A Look Into SPARK: The Substance Prevention Team at Tech


Ms. Ramona Richardson, head of SPARK, in her office, 7C7

Nayem Jannat, Opinions Editor

There’s an unwritten rule that all students at Tech follow: If students accidentally stumble on others doing things they’re not supposed to, everyone will most likely keep quiet – at least when adults are around. Administrators can’t seem to crack the invisible code to get students to open up. As a result, the adults within Tech generally aren’t aware of student drug use. 


This is where SPARK,  Substance Prevention and Rehabilitation through Knowledge, comes in. It’s run by Ms. Ramona Richardson. Her job isn’t just to walk into classrooms and tell students that drugs are unhealthy –  she thoroughly explains and informs students that there are always better choices than turning to drug use, like picking up hobbies. Richardson, herself, is the advisor for the Crochet Club, GSA Club, and the Lady Dragons STEP Team. She explained, “Some people find it difficult to distract themselves, and they can’t find anything that’ll naturally motivate them to not turn to drugs.” Some activities may seem cliche and boring, but they help to manage stress and redirect focus away from harmful habits.


Part of SPARK’s mission is to attempt to determine why teenagers turn to drug use in the first place. Sara Enferri (‘25) shared her belief that it’s peer pressure that pushes many students to try drugs. “If all of your friends are doing it, and you’re the only one that’s not, you’re going to feel left out. Obviously no one wants to be left out, so they’ll try it just once, which turns into twice, then three times, then five, until it’s almost impossible to stop.” Teenagers are usually afraid of rejection, or being the odd one out, which makes them willing to do things they normally wouldn’t do otherwise, just to fit in or be validated.
--- --- ---
- **Tasks to carry out**
1. List every club or team that the article on SPARK names Ms. Ramona Richardson as advising.
2. Answer these questions using the article on SPARK.
(a) What does the name SPARK stand for?
(b) In which office is Ms. Ramona Richardson shown?
(c) What does Sara Enferri believe pushes many students to try drugs?
3. Pick up the article on SPARK after its final sentence and continue writing it.

- **Items from a data source**
--- --- ---
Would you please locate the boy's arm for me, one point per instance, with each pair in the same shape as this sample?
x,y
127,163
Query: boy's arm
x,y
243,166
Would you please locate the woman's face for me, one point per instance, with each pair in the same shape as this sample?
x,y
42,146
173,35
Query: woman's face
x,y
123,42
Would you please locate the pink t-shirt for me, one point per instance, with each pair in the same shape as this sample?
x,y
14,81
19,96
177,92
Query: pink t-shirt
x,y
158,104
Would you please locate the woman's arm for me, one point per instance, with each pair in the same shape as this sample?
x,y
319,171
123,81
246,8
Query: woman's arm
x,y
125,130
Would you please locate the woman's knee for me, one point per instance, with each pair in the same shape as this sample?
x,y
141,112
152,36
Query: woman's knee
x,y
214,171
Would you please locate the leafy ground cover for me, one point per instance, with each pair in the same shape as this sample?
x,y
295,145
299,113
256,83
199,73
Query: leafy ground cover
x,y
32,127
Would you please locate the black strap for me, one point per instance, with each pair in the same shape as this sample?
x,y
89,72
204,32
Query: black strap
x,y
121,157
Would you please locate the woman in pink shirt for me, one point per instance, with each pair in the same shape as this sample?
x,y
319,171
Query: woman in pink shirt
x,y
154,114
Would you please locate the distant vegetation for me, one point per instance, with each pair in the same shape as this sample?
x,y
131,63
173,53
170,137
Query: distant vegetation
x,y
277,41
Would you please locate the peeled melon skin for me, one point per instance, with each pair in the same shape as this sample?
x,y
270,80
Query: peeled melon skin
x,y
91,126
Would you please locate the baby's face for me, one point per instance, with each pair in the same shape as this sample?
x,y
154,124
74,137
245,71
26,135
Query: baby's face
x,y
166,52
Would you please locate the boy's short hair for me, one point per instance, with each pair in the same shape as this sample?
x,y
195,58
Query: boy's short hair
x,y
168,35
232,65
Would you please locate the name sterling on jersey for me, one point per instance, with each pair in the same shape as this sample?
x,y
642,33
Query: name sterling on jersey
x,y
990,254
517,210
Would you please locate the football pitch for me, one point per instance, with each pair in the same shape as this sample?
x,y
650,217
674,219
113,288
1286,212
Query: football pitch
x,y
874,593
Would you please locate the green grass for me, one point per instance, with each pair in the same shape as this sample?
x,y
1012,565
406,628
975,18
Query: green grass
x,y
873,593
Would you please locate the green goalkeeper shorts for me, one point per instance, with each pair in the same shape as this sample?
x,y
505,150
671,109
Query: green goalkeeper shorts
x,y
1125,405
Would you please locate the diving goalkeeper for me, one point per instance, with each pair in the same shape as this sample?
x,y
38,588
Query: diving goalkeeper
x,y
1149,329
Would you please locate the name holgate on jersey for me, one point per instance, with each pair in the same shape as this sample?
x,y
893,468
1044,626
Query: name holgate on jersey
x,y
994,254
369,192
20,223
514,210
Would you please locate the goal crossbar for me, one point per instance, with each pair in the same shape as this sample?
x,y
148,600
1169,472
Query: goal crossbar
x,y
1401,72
--- --- ---
- **Responses per task**
1.
Crochet Club
GSA Club
Lady Dragons STEP Team

2.
(a) Substance Prevention and Rehabilitation through Knowledge
(b) Office 7C7
(c) Peer pressure

3.
Ardita Shahriar (‘25) thinks a lot of students also turn to drugs because they don’t want to burden their friends or family with their personal struggles. “They might think no one wants to hear about their troubles, and they’re only burdening their friends by ‘trauma-dumping’,” Shahriar observed. Trauma dumping is defined as the act of venting stress onto a friend, family member, or peer. At first, this method was widely welcomed due to its proven positive side effects. Adolescents, specifically, embraced the idea of turning to their peers for help. However, people soon began getting tired of hearing someone else’s problems and being expected to help, while receiving nothing in return. So they, in turn, complained to their other friends, who then complained to their other friends, initiating an endless cycle of complaints and frustration that seemed almost impossible to put an end to. Thus, the negative connotation of “trauma dumping”.


Richardson works to avoid such dangerous thinking. “I want everyone to know that my door is always open. There’s no imaginary boundary,” she declared. “Just walk right in and I’ll be more than happy to help! Anyone is welcome for any reason at all.”


SPARK is the only substance abuse counseling service in the school, and many Tech students aren’t aware of it. “To be fair,” Richardson explained, “Most students who would know me don’t yet, because of remote learning. As you can see, this room is full of seniors, since they knew me before the pandemic.” She admits it is possible SPARK needs to do a better job in the context of advertisements and outreach. 


According to Richardson, based on the number of students that have admitted to using either on their own or because they were caught, just 10% of our student population are using drugs on a regular basis. “Although, honestly,” she laughed, “when I’m leaving school, and walking past Rocky’s, and I see those little groups of kids smoking in the triangle, I understand why people think of Tech as a school where drug use is extremely common.”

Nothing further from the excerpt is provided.